WRITTEN INSTRUCTION A: Summarize the forecast introduction in two sentences.
WRITTEN INSTRUCTION B: For each statement below, answer yes or no according to the forecast introduction, and quote the words that decide it: (i) Client portfolios are managed according to the writer's opinion. (ii) The material was compiled over the past 5 weeks. (iii) The writer looks forward to grading last year's forecast.

Fearless Forecast Intro

What you are about to read has been compiled in bits and pieces over the past 5 weeks. My apologies if some of the information is a bit stale, but the overall themes still apply.

Each and every year, I spend some time collecting my thoughts about how I see the next 12 months unfolding in the financial markets. Given how much media I end up doing in December and January, almost all of my forecast is already in the public domain by the time I get around to sending this email.

While I do really enjoy looking into my crystal ball, I also know that it's a fairly futile exercise. First, we do not manage client portfolios according to my opinion in any time frame. And second, based on the evidence at hand, I am certainly not arrogant enough or dumb enough to dig my heels in on any forecast. Nevertheless, it's a fun issue to write and I always look forward to grading last year's forecast.

Grading Fearless Forecast 2018

Let's start with the highlights and lowlights from my 2018 Fearless Forecast.

U.S. Stock Market -

2019 is the third year of Donald Trump's first term which was historically the strongest year of the 4 or 8 year presidential cycle. That was, until 2011 where Barack Obama saw the worst stock market year of his 8 year reign.

EXTRACTED RECORDS:
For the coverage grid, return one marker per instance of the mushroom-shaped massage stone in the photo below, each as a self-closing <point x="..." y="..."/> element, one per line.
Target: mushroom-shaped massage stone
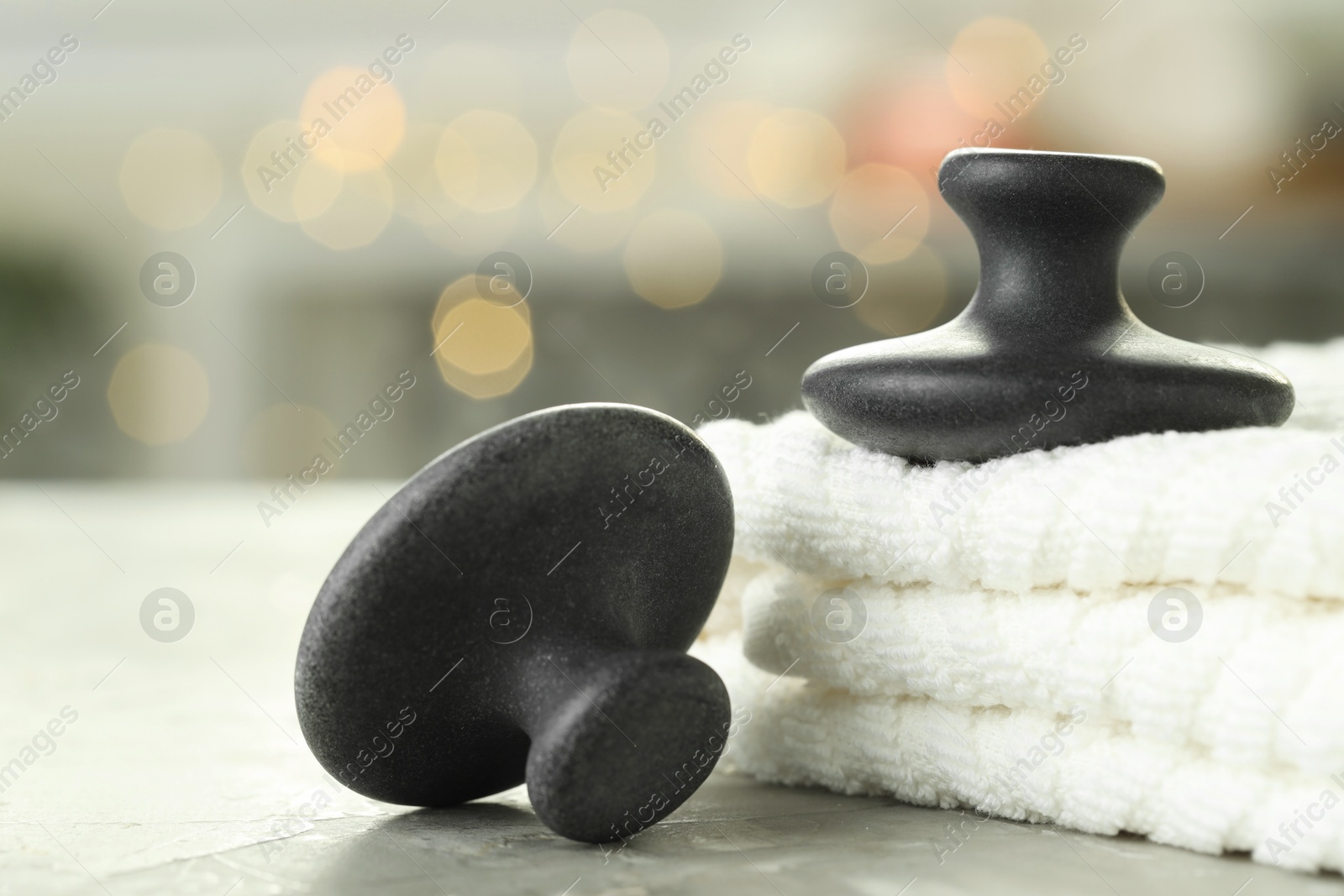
<point x="1047" y="352"/>
<point x="521" y="610"/>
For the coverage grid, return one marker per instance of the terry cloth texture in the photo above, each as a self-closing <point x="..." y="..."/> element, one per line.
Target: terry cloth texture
<point x="1005" y="637"/>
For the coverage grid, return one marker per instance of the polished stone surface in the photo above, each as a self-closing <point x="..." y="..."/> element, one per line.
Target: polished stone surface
<point x="522" y="609"/>
<point x="1047" y="354"/>
<point x="186" y="772"/>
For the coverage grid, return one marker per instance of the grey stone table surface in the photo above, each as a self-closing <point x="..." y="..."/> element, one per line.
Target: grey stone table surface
<point x="179" y="768"/>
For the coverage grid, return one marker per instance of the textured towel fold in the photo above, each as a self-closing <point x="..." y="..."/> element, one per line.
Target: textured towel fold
<point x="998" y="644"/>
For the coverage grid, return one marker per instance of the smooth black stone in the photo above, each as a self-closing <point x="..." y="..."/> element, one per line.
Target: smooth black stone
<point x="503" y="617"/>
<point x="1003" y="376"/>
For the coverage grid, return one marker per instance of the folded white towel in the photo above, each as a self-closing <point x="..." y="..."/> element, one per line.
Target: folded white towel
<point x="1005" y="604"/>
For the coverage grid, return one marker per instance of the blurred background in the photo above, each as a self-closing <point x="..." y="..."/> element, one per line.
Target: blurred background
<point x="232" y="226"/>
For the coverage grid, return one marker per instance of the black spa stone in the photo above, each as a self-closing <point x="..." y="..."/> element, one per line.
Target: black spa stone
<point x="521" y="610"/>
<point x="1047" y="354"/>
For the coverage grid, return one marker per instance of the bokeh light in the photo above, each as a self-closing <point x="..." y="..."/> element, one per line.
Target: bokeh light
<point x="293" y="187"/>
<point x="171" y="177"/>
<point x="358" y="215"/>
<point x="913" y="127"/>
<point x="879" y="212"/>
<point x="351" y="120"/>
<point x="617" y="60"/>
<point x="991" y="60"/>
<point x="905" y="297"/>
<point x="588" y="164"/>
<point x="796" y="157"/>
<point x="284" y="439"/>
<point x="674" y="258"/>
<point x="718" y="152"/>
<point x="159" y="394"/>
<point x="481" y="349"/>
<point x="418" y="195"/>
<point x="487" y="160"/>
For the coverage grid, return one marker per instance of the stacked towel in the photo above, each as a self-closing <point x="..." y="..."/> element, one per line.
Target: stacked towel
<point x="1137" y="636"/>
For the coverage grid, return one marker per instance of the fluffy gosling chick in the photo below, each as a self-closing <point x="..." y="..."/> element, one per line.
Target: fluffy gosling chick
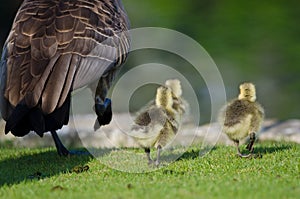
<point x="158" y="124"/>
<point x="242" y="117"/>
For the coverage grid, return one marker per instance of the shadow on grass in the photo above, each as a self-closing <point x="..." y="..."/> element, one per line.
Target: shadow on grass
<point x="270" y="149"/>
<point x="35" y="166"/>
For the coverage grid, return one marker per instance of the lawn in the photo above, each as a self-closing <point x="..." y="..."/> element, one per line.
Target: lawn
<point x="40" y="173"/>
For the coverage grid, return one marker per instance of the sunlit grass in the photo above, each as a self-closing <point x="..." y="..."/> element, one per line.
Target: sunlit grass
<point x="40" y="173"/>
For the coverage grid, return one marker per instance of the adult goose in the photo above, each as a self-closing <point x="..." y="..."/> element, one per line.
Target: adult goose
<point x="53" y="48"/>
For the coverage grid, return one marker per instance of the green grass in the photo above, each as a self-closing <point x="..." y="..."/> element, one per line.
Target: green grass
<point x="40" y="173"/>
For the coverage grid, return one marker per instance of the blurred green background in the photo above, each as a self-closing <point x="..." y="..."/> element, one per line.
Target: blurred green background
<point x="256" y="41"/>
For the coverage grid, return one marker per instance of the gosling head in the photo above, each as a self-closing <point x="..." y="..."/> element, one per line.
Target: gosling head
<point x="164" y="98"/>
<point x="247" y="92"/>
<point x="175" y="86"/>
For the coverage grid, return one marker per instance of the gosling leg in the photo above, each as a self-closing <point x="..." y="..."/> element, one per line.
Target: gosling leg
<point x="252" y="140"/>
<point x="236" y="142"/>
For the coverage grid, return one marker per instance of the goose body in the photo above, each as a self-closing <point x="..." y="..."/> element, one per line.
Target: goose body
<point x="53" y="48"/>
<point x="242" y="117"/>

CORRECT ANSWER A: The writer pieced this forecast together over five weeks and sets down yearly thoughts on how the next 12 months in the financial markets will unfold, though much of it is already public from media appearances in December and January. The writer enjoys the exercise and looks forward to grading last year's forecast, but calls forecasting fairly futile because client portfolios are not managed by the writer's opinion and the writer will not dig in on any prediction.

CORRECT ANSWER B:
(i) No: "we do not manage client portfolios according to my opinion in any time frame."
(ii) Yes: "has been compiled in bits and pieces over the past 5 weeks."
(iii) Yes: "I always look forward to grading last year's forecast."